CRISE DO SENTIDO
Na era vitoriana era proibido fazer menção às calças na presença de uma senhorita. Hoje em dia, não fica bem dizer certas coisas perante a opinião pública:
O capitalismo exibe o nome artístico de economia de mercado;
O imperialismo se chama globalização;
As vítimas do imperialismo se chamam países em via de desenvolvimento, que é como chamar de meninos aos anões;
O oportunismo se chama pragmatismo;
A traição se chama realismo;
Os pobres se chamam carentes, ou carenciados, ou pessoas de escassos recursos;
A expulsão dos meninos pobres do sistema educativo é conhecida pelo nome de deserção escolar;
O direito do patrão de despedir sem indenização nem explicação se chama flexibilização laboral;
A linguagem oficial reconhece os direitos das mulheres entre os direitos das minorias, como se a metade masculina da humanidade fosse a maioria;
Em lugar de ditadura militar, se diz processo. As torturas são chamadas de constrangimentos ilegais ou também pressões físicas e psicológicas;
Quando os ladrões são de boa família, não são ladrões, são cleoptomaníacos;
O saque dos fundos públicos pelos políticos corruptos atende ao nome de enriquecimento ilícito;
Chamam-se acidentes os crimes cometidos pelos motoristas de automóveis;
Em vez de cego, se diz deficiente visual;
Um negro é um homem de cor;
Onde se diz longa e penosa enfermidade, deve-se ler câncer ou AIDS;
Mal súbito significa infarto;
Nunca se diz morte, mas desaparecimento físico;
Tampouco são mortos os seres humanos aniquilados nas operações militares: os mortos em batalha são baixas e os civis, que nada têm a ver com o peixe e sempre pagam o pato, danos colaterais;
Em 1995, quando das explosões nucleares da França no Pacífico Sul, o embaixador francês na Nova Zelândia declarou: “Não gosto da palavra bomba. Não são bombas. São artefatos que explodem”;
Chama-se Conviver alguns dos bandos assassinos da Colômbia, que agem sob proteção militar;
Dignidade era o nome de um dos campos de concentração da ditadura chilena e Liberdade o maior presídio da ditadura uruguaia;
Chama-se Paz e Justiça o grupo militar que, em 1997, matou pelas costas quarenta e cinco camponeses, quase todos mulheres e crianças, que rezavam numa igreja do povoado de Acteal, em Chiapas.

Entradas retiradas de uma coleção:
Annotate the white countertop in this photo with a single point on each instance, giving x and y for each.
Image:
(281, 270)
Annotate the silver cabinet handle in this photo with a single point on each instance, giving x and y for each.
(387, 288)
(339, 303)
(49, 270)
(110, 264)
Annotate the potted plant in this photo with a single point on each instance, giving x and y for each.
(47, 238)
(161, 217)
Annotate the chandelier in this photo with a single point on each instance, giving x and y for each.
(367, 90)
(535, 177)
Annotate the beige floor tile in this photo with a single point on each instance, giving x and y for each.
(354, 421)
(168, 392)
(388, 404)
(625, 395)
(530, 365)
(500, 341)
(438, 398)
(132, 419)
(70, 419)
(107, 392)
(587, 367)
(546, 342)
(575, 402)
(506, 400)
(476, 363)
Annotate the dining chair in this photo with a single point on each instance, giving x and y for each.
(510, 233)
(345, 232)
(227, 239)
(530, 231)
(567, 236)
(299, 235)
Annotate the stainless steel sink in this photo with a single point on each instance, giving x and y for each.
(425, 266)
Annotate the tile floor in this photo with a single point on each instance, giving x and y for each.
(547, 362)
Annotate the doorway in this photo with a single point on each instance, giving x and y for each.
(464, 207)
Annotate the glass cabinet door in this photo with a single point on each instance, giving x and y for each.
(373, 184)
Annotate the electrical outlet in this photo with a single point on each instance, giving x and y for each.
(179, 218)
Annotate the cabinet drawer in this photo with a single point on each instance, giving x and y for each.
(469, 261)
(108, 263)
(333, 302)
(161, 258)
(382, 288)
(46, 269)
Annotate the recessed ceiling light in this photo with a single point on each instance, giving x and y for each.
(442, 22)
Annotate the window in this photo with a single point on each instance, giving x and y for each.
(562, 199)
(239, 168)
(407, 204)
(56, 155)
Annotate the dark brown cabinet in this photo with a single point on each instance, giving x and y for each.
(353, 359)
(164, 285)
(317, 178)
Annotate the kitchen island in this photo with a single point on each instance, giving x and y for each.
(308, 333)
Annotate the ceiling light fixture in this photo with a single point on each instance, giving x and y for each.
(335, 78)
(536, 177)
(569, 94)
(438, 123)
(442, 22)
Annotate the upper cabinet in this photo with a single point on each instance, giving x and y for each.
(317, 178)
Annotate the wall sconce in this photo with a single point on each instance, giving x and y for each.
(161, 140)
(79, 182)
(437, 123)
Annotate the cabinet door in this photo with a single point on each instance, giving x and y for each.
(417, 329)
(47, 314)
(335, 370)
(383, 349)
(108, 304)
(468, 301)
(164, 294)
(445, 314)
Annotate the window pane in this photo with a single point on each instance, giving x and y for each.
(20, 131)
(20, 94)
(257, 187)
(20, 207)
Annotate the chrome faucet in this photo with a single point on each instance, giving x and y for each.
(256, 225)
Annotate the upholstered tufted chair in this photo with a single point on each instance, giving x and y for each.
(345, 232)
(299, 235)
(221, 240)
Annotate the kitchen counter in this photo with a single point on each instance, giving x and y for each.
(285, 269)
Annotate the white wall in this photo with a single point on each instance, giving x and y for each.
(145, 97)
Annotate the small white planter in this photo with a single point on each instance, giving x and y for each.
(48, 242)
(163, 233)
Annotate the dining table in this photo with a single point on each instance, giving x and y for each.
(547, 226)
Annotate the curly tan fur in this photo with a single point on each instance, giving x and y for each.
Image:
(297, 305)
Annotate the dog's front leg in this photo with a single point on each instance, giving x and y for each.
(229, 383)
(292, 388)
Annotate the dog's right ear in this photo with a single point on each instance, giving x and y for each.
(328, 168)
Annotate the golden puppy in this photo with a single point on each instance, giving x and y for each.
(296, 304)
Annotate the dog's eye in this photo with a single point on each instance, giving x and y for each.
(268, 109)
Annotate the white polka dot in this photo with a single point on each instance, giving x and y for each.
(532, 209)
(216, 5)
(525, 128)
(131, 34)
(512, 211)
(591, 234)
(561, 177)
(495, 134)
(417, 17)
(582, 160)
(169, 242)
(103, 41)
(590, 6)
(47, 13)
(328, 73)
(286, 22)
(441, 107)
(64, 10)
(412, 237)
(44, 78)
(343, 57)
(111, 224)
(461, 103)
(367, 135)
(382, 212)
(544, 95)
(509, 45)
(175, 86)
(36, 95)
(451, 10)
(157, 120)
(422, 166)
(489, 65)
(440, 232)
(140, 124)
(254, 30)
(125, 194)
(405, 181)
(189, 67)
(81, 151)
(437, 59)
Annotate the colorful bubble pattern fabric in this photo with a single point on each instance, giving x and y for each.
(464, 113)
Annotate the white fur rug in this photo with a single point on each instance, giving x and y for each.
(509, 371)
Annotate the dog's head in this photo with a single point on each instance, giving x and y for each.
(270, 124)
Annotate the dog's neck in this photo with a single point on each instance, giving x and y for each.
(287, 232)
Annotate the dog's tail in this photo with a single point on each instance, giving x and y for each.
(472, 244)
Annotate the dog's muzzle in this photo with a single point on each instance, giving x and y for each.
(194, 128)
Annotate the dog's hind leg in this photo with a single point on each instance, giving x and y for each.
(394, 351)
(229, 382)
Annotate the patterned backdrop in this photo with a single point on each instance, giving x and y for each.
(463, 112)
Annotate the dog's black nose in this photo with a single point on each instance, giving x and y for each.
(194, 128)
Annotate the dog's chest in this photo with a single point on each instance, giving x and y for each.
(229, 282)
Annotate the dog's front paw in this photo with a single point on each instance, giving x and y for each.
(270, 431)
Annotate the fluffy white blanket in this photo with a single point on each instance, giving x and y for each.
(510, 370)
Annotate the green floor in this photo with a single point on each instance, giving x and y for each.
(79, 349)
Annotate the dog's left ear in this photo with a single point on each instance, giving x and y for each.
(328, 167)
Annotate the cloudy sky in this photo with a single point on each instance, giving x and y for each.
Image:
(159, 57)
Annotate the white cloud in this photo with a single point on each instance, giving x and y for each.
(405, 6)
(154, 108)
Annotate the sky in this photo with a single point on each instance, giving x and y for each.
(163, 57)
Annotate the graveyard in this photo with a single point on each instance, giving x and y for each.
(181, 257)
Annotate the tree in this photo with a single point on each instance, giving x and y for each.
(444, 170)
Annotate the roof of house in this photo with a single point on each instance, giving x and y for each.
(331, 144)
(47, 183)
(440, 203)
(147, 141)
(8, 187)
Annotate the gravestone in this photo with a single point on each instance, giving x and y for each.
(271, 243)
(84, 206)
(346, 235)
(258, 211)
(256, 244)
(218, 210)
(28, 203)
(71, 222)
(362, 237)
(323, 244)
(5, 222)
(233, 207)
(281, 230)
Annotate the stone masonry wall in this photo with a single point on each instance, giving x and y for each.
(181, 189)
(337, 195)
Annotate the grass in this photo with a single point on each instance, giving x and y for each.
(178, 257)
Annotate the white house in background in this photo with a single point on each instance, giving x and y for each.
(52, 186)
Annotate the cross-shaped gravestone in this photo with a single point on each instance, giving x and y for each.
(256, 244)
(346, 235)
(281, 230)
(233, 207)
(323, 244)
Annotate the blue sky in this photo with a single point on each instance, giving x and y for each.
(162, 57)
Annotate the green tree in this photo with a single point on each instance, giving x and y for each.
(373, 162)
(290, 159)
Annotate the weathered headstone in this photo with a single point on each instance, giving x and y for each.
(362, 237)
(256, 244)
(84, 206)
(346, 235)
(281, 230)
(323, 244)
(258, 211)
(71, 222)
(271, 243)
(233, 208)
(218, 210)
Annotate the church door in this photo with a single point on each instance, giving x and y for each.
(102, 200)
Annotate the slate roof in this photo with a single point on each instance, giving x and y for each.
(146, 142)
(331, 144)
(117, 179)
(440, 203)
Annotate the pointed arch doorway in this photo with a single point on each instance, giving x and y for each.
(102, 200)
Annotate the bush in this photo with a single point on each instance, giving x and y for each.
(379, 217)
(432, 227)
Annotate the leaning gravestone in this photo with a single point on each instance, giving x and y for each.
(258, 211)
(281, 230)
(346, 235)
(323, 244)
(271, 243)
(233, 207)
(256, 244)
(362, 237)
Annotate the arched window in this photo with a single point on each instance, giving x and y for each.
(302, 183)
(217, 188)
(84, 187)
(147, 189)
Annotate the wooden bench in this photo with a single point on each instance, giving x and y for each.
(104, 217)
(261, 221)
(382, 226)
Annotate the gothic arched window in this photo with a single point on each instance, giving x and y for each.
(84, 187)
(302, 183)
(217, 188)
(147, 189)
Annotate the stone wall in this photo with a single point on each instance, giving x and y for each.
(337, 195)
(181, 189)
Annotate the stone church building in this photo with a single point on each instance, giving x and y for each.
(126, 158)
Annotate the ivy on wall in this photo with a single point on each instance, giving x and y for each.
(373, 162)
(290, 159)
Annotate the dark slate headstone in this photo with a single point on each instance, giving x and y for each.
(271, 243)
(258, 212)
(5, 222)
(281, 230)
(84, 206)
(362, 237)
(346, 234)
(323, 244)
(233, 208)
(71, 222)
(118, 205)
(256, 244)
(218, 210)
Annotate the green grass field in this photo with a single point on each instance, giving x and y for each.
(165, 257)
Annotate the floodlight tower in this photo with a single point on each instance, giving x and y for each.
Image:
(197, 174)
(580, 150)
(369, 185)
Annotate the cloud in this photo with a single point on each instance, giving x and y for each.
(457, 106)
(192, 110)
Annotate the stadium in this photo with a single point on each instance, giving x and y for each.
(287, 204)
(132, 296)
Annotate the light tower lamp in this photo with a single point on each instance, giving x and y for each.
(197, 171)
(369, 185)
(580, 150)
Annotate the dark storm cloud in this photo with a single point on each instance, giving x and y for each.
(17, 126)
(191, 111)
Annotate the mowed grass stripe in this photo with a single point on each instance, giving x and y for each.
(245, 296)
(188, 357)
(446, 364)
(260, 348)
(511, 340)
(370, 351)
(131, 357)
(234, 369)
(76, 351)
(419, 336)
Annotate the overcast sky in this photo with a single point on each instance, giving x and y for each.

Trabalho pedido:
1. Segundo o texto sobre a crise do sentido, o que há de estranho em a linguagem oficial incluir os direitos das mulheres entre os direitos das minorias? Responda em uma a três frases.
2. Filtre as entradas e copie cada linha em que aparece a palavra "ceiling", levando em conta a diferença entre maiúsculas e minúsculas.
O texto e as entradas têm origens distintas.

Respostas finais:
1. Isso trata as mulheres como minoria, como se a metade masculina da humanidade fosse a maioria.

2.
Annotate the recessed ceiling light in this photo with a single point on each instance, giving x and y for each.
Annotate the ceiling light fixture in this photo with a single point on each instance, giving x and y for each.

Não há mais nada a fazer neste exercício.